▶ Your goal
Count the lines in the entries below that contain the string "concrete", matching case exactly, and reply with the number alone.

▶ Listed records
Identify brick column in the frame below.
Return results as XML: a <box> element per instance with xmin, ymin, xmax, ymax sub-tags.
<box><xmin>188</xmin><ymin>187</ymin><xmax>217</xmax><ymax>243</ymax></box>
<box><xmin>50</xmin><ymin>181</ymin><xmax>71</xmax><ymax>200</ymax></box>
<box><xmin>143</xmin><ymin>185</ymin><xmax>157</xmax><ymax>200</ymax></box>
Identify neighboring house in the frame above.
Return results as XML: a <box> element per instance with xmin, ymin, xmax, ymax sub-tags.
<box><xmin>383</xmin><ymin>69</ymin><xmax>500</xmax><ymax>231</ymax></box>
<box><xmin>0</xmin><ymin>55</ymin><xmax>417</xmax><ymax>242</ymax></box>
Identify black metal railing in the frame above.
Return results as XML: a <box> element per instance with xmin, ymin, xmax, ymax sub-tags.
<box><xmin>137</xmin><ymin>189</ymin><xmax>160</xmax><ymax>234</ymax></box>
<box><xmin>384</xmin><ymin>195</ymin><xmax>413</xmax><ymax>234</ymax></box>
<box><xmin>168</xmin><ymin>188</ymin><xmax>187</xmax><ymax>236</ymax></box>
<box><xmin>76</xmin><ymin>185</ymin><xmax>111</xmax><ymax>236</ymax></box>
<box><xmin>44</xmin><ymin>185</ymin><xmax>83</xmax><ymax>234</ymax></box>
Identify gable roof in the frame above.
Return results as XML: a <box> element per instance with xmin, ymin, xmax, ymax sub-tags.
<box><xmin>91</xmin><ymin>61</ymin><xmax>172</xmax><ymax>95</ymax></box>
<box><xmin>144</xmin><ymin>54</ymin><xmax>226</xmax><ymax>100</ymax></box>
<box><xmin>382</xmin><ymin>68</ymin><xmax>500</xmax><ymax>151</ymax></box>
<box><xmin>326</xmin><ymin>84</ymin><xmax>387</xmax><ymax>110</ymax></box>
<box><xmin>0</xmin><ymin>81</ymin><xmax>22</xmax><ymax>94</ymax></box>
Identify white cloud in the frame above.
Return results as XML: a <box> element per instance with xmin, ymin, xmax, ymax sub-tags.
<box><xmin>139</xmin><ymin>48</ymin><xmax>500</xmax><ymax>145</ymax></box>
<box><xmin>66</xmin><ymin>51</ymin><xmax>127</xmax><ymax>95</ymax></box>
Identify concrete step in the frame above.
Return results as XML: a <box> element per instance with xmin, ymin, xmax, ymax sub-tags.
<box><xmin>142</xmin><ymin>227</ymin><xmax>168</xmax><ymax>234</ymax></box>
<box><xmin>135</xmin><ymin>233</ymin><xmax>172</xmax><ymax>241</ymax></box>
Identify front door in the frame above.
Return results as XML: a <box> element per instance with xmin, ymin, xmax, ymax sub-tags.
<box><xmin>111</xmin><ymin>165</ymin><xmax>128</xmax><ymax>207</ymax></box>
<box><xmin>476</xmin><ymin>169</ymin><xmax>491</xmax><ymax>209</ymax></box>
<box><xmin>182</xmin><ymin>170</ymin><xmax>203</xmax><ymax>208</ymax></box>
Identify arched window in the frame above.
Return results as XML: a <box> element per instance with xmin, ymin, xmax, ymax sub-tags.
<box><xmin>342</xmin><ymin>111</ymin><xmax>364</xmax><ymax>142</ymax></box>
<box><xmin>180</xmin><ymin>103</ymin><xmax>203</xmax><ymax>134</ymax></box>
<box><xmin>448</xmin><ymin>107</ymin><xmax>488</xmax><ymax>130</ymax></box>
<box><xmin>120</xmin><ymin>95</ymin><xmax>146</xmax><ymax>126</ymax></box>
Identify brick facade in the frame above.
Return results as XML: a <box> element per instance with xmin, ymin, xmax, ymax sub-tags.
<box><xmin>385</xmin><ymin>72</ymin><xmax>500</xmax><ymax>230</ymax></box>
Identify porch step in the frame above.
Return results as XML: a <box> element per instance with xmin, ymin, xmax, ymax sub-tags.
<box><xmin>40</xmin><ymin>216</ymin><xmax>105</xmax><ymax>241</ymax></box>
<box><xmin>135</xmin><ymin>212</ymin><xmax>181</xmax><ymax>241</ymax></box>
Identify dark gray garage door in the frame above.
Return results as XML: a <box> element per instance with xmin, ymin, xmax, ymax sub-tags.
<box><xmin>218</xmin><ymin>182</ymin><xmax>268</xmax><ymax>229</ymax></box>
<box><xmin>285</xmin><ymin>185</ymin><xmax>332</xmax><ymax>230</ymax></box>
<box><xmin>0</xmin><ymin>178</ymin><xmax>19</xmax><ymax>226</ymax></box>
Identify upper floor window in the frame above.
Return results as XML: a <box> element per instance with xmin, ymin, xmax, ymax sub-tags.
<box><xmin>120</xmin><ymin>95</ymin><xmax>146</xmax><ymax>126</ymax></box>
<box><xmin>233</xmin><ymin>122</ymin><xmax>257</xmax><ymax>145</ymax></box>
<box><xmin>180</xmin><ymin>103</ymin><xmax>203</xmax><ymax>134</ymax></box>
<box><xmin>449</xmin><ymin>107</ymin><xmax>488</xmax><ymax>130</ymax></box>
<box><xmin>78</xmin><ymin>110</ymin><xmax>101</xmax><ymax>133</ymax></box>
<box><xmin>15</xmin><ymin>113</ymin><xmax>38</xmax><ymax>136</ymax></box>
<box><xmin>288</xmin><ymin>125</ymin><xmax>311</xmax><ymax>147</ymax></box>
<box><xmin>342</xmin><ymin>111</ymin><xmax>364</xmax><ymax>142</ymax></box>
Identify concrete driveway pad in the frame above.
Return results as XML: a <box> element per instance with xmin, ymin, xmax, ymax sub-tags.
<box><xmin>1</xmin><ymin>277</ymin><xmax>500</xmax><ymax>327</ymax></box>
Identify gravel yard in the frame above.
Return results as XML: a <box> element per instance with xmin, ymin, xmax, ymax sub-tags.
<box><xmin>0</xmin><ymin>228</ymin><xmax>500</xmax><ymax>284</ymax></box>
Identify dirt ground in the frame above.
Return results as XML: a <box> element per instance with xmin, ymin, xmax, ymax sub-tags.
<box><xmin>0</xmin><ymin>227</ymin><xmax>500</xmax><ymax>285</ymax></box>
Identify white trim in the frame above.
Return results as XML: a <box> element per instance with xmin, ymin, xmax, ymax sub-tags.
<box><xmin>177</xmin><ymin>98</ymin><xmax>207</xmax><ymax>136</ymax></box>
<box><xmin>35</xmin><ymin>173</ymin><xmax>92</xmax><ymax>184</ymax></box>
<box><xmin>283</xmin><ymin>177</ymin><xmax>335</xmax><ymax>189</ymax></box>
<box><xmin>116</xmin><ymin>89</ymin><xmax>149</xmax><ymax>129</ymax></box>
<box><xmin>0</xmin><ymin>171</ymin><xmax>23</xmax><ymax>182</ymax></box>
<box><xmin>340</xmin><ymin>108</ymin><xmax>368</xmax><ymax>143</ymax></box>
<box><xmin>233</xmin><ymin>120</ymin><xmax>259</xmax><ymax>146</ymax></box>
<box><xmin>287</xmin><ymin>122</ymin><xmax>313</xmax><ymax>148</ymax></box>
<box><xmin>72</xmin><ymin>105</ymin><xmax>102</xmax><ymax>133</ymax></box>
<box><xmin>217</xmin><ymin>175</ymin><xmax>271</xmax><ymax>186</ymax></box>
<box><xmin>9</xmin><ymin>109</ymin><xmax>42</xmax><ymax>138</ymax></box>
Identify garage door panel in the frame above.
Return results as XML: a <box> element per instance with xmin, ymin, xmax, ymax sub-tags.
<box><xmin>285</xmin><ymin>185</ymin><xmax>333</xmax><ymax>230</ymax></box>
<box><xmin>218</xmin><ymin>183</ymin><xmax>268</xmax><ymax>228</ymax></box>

▶ Answer
2